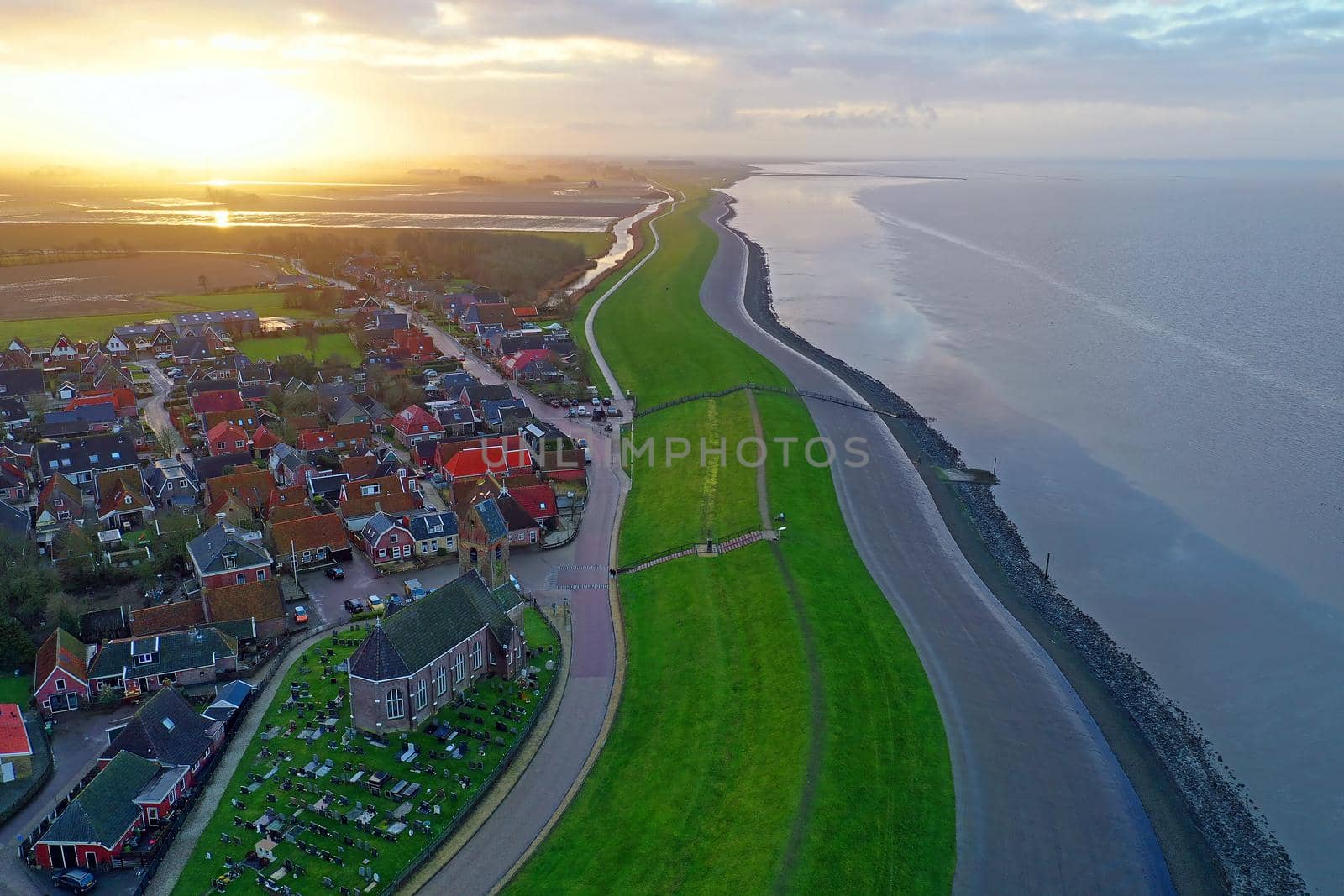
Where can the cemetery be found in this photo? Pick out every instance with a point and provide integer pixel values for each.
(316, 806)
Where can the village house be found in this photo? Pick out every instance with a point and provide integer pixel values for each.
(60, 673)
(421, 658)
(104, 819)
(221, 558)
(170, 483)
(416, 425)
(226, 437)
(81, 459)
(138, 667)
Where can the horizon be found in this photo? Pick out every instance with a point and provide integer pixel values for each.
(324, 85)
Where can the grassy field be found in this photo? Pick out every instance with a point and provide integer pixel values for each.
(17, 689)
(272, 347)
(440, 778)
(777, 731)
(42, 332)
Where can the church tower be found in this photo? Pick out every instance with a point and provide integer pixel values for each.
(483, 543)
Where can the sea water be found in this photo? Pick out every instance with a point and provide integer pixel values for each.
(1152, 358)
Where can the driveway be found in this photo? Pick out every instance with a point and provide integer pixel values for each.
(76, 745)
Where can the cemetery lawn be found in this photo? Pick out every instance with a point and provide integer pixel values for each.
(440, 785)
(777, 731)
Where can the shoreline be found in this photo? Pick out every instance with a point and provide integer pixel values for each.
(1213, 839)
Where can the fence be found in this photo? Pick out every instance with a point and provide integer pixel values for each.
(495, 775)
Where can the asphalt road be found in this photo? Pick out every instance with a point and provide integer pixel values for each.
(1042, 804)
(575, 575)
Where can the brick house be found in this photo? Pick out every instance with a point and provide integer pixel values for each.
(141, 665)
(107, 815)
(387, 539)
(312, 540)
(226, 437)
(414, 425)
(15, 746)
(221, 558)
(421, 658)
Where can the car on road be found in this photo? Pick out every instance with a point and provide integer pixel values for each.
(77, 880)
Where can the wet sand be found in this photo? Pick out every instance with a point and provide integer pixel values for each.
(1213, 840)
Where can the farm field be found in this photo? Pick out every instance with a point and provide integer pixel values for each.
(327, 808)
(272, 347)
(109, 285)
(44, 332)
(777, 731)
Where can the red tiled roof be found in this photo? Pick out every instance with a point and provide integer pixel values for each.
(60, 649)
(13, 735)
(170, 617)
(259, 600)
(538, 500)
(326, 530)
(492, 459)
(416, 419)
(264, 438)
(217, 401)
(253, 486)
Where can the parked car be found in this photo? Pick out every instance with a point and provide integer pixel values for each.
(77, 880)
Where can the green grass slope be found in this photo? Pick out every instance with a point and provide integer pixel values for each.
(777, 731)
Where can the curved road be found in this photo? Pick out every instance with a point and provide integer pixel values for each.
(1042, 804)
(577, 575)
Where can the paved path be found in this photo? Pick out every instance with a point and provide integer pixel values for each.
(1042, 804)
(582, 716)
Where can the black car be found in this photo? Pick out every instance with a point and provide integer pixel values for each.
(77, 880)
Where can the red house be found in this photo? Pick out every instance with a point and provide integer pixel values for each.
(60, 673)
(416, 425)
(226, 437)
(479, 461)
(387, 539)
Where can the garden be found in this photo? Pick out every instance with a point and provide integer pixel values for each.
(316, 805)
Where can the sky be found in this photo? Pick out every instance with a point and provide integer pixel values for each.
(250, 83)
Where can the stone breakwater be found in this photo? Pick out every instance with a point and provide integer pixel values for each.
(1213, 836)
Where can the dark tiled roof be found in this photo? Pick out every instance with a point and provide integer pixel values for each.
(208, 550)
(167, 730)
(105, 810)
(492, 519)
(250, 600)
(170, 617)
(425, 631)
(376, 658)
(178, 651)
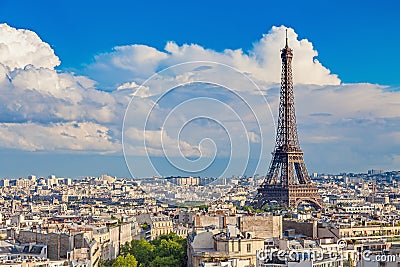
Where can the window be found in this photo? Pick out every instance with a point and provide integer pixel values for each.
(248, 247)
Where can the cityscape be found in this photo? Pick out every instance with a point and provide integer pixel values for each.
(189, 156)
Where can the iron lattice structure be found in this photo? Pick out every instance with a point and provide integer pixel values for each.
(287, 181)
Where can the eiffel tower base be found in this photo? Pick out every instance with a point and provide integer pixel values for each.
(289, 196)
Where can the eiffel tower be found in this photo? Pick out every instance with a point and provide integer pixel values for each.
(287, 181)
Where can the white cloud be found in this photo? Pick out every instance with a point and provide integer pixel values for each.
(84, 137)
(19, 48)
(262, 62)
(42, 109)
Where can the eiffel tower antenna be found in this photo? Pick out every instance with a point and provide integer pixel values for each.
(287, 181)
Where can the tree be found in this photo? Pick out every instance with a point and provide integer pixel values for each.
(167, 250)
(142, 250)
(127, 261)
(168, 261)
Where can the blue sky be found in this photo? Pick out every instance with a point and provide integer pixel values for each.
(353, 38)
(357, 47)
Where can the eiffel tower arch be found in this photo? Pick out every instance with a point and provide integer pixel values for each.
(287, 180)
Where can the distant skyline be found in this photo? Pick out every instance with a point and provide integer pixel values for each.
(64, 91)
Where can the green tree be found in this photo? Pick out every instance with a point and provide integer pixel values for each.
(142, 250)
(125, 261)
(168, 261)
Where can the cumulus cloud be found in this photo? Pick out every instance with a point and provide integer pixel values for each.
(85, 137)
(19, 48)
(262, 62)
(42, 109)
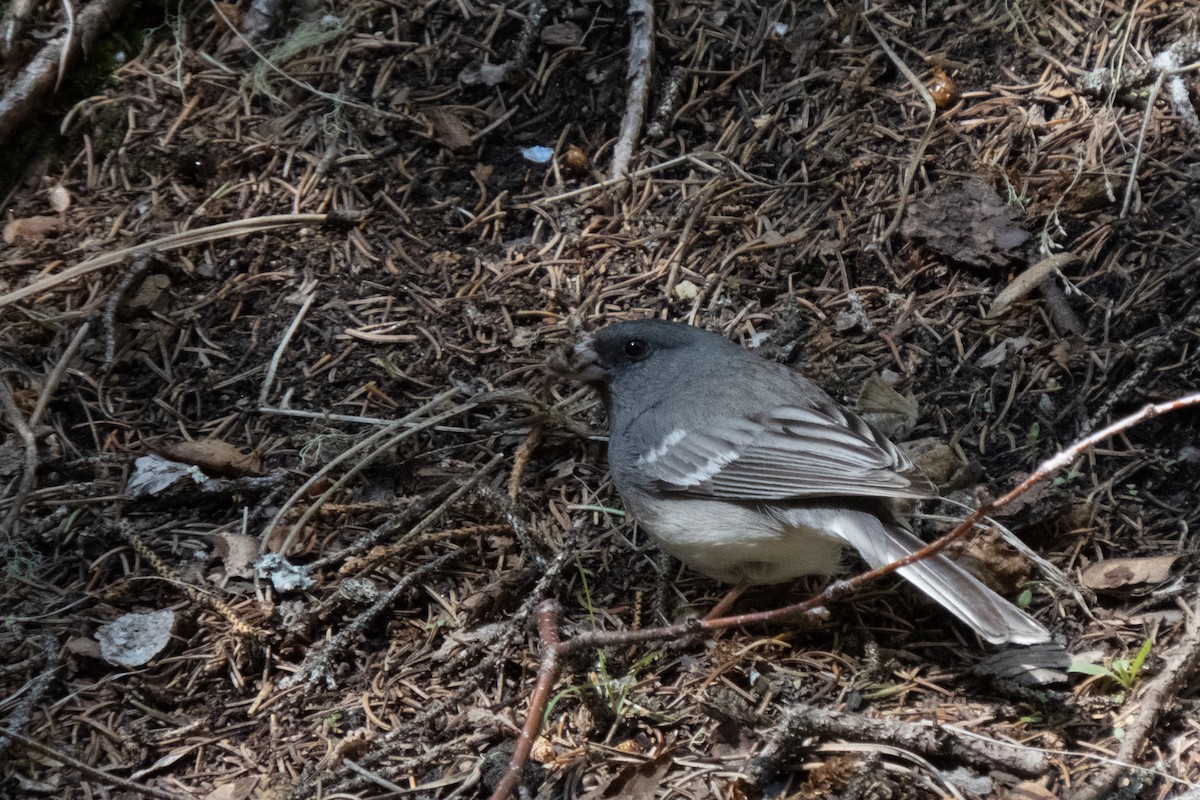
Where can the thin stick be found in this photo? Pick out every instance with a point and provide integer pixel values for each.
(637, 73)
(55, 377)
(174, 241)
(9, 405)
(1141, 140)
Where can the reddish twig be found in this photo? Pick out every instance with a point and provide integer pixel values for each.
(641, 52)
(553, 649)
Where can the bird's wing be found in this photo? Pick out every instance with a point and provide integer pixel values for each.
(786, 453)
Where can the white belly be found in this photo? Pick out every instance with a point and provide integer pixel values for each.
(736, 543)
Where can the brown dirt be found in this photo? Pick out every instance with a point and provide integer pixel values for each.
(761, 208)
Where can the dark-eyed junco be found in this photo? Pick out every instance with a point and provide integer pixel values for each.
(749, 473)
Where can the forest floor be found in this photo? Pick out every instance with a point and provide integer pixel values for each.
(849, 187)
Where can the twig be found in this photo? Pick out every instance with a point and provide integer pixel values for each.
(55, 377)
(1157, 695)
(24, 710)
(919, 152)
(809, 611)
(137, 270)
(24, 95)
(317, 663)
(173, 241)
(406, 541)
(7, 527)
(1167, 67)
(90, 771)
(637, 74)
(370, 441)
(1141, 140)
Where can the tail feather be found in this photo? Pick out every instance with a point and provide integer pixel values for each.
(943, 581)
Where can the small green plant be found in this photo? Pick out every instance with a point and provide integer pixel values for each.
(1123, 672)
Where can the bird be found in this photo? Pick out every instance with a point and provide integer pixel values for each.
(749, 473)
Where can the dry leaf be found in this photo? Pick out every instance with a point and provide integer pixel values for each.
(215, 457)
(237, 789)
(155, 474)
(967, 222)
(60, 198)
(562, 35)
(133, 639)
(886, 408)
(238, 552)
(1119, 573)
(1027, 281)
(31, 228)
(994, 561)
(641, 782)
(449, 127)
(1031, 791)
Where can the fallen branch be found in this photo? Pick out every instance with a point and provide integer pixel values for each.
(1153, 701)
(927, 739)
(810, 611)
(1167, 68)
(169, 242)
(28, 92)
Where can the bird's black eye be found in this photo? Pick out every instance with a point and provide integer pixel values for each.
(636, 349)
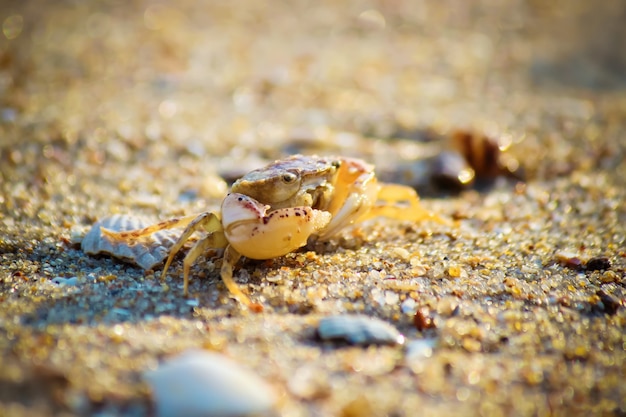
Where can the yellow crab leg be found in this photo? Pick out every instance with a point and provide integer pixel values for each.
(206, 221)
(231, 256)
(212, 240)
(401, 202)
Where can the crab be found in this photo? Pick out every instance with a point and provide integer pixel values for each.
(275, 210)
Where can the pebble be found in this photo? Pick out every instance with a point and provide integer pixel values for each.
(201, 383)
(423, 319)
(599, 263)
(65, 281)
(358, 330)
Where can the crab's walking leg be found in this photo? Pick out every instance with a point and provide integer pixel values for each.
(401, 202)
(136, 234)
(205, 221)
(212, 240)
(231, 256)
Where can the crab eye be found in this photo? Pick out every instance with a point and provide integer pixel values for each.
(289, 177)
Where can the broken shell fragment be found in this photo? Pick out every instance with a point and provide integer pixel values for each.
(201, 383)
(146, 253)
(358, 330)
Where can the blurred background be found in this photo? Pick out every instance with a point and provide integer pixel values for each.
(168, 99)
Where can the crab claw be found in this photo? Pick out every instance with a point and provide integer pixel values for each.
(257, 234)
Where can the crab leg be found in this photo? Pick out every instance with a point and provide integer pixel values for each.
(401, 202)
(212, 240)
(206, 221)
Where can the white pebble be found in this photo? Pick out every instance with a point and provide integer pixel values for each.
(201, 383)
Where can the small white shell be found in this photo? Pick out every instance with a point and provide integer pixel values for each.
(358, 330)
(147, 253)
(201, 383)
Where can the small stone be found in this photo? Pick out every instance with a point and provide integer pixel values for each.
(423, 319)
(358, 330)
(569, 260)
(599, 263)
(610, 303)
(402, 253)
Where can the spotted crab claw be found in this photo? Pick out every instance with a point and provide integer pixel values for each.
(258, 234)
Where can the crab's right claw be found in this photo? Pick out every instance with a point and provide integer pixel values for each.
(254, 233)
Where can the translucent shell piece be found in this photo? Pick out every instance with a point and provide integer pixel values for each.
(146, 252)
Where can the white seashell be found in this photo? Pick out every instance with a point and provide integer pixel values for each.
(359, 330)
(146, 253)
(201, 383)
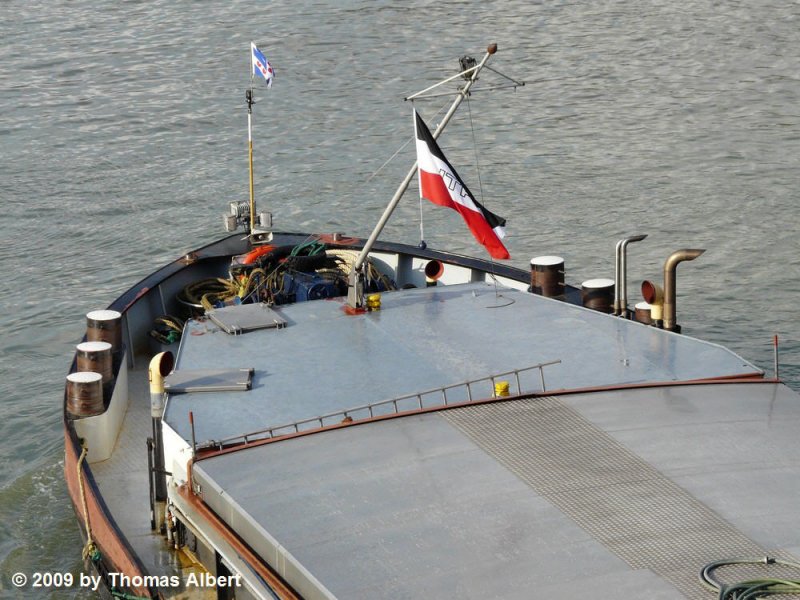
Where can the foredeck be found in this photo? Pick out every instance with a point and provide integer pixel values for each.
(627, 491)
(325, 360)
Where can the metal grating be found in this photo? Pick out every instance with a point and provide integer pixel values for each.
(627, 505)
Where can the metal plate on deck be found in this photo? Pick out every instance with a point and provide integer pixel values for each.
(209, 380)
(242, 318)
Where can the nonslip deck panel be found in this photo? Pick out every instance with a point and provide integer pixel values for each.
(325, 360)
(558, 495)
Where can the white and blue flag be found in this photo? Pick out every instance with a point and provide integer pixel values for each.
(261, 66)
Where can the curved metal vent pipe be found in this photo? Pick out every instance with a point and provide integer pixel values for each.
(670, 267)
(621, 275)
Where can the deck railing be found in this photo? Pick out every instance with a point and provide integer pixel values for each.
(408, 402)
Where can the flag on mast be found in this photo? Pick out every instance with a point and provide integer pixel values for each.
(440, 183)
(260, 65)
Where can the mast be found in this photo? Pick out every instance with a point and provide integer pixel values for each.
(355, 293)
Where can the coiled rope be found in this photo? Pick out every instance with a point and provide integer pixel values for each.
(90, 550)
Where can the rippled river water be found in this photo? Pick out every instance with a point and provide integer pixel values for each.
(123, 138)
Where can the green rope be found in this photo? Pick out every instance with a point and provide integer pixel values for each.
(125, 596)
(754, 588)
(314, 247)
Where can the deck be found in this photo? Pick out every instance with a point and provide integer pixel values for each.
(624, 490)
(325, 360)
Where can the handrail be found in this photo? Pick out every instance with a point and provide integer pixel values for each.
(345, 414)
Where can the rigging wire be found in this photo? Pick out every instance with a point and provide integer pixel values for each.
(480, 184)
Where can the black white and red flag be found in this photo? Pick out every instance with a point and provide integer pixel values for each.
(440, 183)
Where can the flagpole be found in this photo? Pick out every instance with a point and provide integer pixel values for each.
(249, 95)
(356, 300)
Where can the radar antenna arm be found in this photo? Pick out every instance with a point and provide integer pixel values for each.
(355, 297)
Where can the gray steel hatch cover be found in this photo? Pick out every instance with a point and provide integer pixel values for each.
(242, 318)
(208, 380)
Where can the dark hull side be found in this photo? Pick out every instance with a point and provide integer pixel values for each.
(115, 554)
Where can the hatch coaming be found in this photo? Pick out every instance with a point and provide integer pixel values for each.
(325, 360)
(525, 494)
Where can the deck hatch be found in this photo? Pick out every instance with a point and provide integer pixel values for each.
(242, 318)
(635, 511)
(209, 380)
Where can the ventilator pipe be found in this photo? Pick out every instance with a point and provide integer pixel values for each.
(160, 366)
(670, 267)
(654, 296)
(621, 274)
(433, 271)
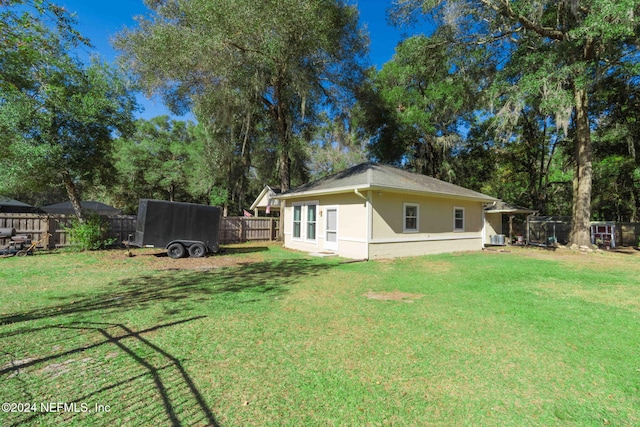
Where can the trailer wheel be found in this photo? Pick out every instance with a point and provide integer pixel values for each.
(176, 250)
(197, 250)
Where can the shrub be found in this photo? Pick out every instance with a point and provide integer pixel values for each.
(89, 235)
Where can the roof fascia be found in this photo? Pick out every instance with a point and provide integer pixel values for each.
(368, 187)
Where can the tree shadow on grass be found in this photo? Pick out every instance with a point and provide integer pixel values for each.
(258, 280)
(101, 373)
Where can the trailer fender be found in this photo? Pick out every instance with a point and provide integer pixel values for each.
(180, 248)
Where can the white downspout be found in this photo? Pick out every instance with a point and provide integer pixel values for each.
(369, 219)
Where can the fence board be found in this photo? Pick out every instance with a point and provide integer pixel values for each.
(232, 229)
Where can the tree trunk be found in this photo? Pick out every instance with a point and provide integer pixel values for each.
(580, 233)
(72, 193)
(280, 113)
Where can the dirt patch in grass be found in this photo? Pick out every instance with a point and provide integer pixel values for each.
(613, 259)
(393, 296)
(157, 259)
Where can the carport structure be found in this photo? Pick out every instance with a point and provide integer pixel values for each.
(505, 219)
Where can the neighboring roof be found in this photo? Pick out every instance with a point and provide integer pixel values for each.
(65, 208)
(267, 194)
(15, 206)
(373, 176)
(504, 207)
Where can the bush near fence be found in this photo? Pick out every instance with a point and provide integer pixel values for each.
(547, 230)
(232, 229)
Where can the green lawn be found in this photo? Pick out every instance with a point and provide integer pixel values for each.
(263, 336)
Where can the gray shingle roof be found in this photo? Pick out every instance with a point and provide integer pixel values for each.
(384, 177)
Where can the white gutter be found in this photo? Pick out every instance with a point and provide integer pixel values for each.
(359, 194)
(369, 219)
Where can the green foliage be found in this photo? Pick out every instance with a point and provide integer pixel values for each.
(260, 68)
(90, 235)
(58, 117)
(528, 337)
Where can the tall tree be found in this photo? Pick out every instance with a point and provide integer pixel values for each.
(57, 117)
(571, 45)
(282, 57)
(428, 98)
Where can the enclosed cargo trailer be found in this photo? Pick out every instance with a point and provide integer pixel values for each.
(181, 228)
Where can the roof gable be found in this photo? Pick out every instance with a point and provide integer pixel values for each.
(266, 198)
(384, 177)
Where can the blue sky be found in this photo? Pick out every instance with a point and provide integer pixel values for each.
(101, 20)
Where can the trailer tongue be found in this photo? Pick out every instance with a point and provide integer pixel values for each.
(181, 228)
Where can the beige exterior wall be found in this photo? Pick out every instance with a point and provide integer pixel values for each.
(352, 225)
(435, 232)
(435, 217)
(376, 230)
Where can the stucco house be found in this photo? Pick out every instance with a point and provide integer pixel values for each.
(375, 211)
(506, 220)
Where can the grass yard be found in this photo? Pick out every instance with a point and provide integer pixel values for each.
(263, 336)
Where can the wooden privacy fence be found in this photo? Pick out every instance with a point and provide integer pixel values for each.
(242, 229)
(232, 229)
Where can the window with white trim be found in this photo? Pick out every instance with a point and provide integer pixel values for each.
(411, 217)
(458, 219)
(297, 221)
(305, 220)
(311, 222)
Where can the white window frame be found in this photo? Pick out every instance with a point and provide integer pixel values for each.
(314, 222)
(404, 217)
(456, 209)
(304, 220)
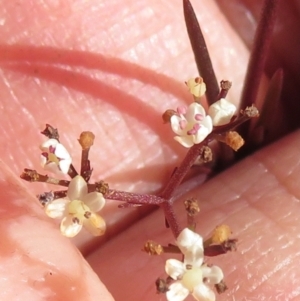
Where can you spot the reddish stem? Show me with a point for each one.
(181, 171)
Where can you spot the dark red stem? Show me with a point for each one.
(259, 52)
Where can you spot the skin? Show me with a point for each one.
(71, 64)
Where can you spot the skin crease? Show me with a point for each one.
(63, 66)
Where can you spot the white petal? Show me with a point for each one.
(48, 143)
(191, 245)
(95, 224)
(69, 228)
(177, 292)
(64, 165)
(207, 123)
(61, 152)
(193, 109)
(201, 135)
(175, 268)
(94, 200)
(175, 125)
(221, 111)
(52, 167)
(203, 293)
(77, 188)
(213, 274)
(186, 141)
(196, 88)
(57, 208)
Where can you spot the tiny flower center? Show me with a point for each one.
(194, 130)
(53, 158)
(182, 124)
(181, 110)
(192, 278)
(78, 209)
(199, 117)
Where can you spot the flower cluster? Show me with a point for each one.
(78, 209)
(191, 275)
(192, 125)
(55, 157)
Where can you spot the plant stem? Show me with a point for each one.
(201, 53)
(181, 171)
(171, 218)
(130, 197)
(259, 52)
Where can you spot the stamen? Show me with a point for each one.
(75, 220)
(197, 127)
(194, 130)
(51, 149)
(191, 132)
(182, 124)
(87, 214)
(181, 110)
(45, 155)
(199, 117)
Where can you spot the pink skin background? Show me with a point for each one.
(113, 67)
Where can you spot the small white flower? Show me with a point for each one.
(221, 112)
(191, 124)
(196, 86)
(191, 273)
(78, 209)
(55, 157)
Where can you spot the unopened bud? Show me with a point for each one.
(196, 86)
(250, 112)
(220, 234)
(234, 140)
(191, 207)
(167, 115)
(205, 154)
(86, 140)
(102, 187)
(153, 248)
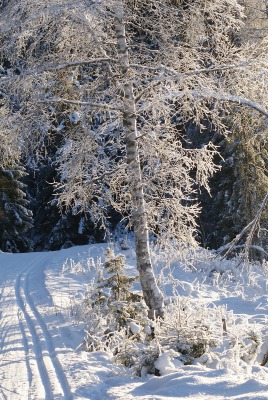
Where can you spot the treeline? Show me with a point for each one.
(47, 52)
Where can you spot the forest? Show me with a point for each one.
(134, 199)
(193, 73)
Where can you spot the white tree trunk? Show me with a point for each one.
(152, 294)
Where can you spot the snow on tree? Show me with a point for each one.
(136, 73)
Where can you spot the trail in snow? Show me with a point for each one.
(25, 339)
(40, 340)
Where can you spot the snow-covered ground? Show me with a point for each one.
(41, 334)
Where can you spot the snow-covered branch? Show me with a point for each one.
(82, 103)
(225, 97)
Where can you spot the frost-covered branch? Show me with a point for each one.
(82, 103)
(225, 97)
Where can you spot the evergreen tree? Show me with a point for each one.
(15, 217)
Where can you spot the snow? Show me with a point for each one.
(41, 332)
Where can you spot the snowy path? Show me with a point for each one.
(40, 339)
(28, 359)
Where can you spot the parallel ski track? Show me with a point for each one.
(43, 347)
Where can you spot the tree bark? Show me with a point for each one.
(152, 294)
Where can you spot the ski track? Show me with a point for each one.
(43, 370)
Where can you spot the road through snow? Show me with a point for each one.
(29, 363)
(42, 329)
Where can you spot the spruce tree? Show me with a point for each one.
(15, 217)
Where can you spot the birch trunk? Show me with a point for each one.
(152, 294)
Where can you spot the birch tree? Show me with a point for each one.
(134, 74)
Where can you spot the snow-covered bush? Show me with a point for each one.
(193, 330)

WHAT THE EXERCISE ASKS> All lines from the line containing "Where can you spot the evergreen" through the end of the listing above are to be duplicated exactly; include both ends and nothing further.

TASK RESULT>
Where can you spot the evergreen tree? Show me with a point for each one.
(15, 217)
Where can you spot the snow? Show me with a point for each one.
(41, 332)
Where can you spot the snowy path? Show me with a point for each one.
(40, 339)
(28, 359)
Where can you spot the parallel ski track? Show me with a point for each one.
(43, 347)
Where can you spot the tree bark? Show me with a point for each one.
(152, 294)
Where can you spot the ski track? Show me with a point for each one.
(43, 370)
Where can you spot the road through snow? Show me with a point for each one.
(29, 363)
(42, 329)
Where can you spot the spruce tree? Show me with a point for each one.
(15, 217)
Where can you spot the birch trunk? Show me with a point for each one.
(152, 294)
Where can you spot the birch tree? Show me with a point for each one.
(134, 74)
Where can you spot the snow-covered bush? Show me with a point for each one.
(193, 330)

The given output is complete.